Wie kann sich der Produktionsstandort Schweiz im internationalen Wettbewerb behaupten?
Die Schweiz war dem Spiel immer einen Schritt voraus. Wir haben Produktionstechniken, die in bestimmten Bereichen zu den besten der Welt gehören. Was heute fehlt, ist eine noch stärkere Verbindung zwischen Industrialisierung und digitaler Technologie. Sobald das Potenzial der Digitaltechnik vollständig in die Schweizer Produktionseinheiten integriert ist, wird es schwierig sein, mit unserem Land zu konkurrieren.
Unter Industrie 4.0 wird an verschiedenen Orten Unterschiedliches verstanden. Die einen verstehen darunter die moderne Automatisierung in Fertigungstechnik. Die anderen beschreiben es als Kommunikationsprozess von verschiedenen Industrietechnologien untereinander. Was ist für sie der wichtigsten Aspekt von Industrie 4.0? Wie werden aus Daten wertvolle Informationen für die Optimierung von Unternehmensprozessen?
Automatisierung und Computer sind seit über 20 Jahren Teil der Industrie. Es ist klar, dass heute alle Hersteller und Dienstleistungsanbieter versuchen, auf der «Industrie 4.0»-Welle zu reiten, indem sie ihr Produkt als solches deklarieren. Für mich ist Industrie 4.0 (Bild oben) jedoch etwas anderes. Die Digitalisierung einer Zelle, zum Beispiel einer Maschine, eines Roboters und einer Waschanlage, ist eine alltägliche Sache, und dafür gibt es keine Notwendigkeit für Industrie 4.0. Andererseits geht es darum, Systeme in großem Maßstab und global miteinander zu integrieren. Wie zum Beispiel ein kompletter Maschinenpark mit einem ERP-System und noch aggregiert mit Daten aus dem Qualitätssystem. Ohne für jeden Maschinen- oder Anlagentyp ein spezifisches System integrieren zu müssen, sprechen wir dann von Industrie 4.0.

AUFGABE:
Gib aus dem Text über Industrie 4.0 die Stelle von „Die Schweiz war“ bis „Optimierung von Unternehmensprozessen?“ wortgetreu wieder.

DATENAUSZUG:
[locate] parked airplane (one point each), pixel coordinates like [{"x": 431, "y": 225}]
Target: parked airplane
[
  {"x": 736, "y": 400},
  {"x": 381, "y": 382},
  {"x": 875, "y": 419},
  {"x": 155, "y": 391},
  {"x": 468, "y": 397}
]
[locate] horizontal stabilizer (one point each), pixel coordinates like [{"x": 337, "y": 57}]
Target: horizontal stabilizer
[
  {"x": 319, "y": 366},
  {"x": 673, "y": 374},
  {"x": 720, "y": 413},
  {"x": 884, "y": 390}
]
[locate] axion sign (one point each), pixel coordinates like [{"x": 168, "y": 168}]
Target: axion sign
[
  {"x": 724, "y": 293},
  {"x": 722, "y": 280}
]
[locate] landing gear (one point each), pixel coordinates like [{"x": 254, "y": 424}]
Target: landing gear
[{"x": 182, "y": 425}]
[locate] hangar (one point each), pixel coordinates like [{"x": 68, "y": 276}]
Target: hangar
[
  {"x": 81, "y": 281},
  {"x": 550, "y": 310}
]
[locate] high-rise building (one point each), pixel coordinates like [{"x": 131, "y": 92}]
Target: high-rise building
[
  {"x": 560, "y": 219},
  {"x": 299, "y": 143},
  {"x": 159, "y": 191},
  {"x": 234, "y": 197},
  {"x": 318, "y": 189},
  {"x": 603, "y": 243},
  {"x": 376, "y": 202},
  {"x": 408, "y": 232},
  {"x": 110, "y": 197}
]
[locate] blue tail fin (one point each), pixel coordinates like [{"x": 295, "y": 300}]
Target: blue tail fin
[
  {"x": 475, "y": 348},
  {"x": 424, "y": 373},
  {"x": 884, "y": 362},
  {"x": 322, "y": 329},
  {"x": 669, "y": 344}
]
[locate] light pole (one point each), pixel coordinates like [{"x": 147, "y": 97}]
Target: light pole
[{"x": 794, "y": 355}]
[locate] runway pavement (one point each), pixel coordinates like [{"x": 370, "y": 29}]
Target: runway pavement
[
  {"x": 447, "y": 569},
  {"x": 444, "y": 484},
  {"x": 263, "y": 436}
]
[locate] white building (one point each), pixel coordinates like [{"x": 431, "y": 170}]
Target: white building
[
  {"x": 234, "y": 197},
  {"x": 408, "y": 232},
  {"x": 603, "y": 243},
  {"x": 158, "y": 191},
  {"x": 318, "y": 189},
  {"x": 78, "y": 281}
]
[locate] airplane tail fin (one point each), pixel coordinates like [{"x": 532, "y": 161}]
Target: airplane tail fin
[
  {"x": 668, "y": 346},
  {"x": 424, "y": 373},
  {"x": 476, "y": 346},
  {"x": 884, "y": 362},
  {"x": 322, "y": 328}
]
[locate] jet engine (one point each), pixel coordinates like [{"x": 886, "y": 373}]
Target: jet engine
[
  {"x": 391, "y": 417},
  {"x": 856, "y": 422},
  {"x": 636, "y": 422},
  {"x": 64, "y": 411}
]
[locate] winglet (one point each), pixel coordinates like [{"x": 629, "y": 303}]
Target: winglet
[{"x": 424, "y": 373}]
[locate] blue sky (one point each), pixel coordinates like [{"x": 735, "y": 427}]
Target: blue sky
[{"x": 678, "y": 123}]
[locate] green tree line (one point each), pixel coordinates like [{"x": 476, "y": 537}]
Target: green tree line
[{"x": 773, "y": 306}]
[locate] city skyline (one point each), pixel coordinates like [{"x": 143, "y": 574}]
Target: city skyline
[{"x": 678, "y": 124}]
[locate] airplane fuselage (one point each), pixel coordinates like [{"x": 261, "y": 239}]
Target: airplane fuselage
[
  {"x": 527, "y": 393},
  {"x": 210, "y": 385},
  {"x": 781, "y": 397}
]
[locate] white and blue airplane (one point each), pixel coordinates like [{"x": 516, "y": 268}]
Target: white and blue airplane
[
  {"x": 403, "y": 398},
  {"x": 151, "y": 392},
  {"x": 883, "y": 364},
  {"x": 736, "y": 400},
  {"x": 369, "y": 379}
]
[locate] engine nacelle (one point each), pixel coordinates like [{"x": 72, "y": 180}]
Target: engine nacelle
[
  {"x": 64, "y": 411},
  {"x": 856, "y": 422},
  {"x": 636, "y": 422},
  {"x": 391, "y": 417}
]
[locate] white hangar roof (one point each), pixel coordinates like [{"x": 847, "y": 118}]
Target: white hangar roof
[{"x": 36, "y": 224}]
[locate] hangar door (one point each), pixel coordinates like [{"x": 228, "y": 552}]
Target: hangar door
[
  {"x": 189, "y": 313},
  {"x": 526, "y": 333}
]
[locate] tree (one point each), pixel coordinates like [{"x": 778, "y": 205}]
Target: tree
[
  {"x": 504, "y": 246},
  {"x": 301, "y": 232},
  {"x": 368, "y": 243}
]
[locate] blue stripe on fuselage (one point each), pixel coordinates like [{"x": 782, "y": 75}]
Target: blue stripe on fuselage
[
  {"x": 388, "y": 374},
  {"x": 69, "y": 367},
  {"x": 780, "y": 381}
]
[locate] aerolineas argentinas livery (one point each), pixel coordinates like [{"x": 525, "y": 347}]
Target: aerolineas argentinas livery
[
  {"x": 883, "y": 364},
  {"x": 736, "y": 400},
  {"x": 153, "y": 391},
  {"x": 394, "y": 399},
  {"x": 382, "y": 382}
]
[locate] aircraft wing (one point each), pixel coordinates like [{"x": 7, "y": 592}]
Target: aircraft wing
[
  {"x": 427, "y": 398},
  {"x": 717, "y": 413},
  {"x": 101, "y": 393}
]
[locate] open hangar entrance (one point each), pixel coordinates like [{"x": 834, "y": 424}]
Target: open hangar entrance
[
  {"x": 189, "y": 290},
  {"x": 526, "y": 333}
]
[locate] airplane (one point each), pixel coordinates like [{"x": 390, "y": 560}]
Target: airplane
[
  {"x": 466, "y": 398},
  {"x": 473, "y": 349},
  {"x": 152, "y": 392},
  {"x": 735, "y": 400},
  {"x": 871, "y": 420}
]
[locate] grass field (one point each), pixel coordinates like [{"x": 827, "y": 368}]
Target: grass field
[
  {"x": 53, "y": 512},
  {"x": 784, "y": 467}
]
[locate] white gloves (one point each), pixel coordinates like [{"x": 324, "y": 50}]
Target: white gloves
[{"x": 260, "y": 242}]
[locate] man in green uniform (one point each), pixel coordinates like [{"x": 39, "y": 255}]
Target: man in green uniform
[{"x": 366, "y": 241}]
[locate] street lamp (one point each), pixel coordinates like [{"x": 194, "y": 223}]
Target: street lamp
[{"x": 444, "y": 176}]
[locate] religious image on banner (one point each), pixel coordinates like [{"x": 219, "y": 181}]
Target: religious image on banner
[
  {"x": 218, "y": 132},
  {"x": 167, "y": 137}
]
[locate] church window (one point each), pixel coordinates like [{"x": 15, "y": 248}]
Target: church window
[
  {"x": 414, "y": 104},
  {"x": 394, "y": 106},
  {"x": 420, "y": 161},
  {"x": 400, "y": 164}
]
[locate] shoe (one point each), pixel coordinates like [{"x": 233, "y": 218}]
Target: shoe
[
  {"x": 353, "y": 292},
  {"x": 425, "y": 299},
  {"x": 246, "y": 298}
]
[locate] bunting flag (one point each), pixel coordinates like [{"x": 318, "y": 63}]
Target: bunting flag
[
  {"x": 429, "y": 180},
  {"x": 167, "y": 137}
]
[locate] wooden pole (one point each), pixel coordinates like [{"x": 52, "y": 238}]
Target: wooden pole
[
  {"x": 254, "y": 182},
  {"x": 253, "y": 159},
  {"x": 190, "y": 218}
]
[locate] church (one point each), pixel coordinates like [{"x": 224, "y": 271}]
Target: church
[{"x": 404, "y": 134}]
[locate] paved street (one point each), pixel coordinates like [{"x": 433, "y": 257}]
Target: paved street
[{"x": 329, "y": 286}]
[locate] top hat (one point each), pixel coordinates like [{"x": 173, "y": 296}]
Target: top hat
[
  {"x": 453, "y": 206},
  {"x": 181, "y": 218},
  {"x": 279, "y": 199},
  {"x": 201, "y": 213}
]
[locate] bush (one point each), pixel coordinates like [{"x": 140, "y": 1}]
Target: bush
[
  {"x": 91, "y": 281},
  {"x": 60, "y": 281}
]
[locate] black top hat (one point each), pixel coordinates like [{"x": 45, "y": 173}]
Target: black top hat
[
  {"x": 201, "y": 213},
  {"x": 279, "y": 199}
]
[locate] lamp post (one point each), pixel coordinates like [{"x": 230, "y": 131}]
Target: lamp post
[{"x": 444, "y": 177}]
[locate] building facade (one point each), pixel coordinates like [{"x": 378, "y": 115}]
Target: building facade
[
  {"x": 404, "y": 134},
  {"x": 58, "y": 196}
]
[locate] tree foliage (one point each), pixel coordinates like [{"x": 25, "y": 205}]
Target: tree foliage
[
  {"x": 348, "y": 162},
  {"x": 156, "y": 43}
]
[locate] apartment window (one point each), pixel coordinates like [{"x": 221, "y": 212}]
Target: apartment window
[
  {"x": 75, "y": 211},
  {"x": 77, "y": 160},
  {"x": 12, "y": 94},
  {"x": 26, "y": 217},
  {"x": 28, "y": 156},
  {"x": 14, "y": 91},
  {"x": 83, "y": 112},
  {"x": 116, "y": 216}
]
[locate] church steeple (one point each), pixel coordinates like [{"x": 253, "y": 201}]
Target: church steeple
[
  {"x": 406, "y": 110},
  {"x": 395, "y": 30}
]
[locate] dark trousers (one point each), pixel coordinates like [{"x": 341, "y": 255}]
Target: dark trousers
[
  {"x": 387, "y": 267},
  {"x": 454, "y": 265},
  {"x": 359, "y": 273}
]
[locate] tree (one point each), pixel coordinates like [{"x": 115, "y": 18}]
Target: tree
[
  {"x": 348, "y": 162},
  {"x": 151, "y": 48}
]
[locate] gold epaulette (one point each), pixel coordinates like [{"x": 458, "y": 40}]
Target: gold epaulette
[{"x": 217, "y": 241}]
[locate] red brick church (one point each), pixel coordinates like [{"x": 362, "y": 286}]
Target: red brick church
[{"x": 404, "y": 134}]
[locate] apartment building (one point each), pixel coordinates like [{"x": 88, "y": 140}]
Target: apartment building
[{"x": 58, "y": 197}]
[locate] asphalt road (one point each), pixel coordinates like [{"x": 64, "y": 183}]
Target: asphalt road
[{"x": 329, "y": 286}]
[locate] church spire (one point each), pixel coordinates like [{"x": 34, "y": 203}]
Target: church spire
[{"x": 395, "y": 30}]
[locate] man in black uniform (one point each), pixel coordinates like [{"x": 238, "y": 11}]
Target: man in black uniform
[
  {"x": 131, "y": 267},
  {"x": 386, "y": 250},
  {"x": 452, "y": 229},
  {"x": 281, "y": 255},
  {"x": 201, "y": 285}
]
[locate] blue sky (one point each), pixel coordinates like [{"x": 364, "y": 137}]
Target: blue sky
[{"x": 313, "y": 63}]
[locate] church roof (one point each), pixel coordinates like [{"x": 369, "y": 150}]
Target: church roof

ERGEBNIS:
Die Schweiz war dem Spiel immer einen Schritt voraus. Wir haben Produktionstechniken, die in bestimmten Bereichen zu den besten der Welt gehören. Was heute fehlt, ist eine noch stärkere Verbindung zwischen Industrialisierung und digitaler Technologie. Sobald das Potenzial der Digitaltechnik vollständig in die Schweizer Produktionseinheiten integriert ist, wird es schwierig sein, mit unserem Land zu konkurrieren.
Unter Industrie 4.0 wird an verschiedenen Orten Unterschiedliches verstanden. Die einen verstehen darunter die moderne Automatisierung in Fertigungstechnik. Die anderen beschreiben es als Kommunikationsprozess von verschiedenen Industrietechnologien untereinander. Was ist für sie der wichtigsten Aspekt von Industrie 4.0? Wie werden aus Daten wertvolle Informationen für die Optimierung von Unternehmensprozessen?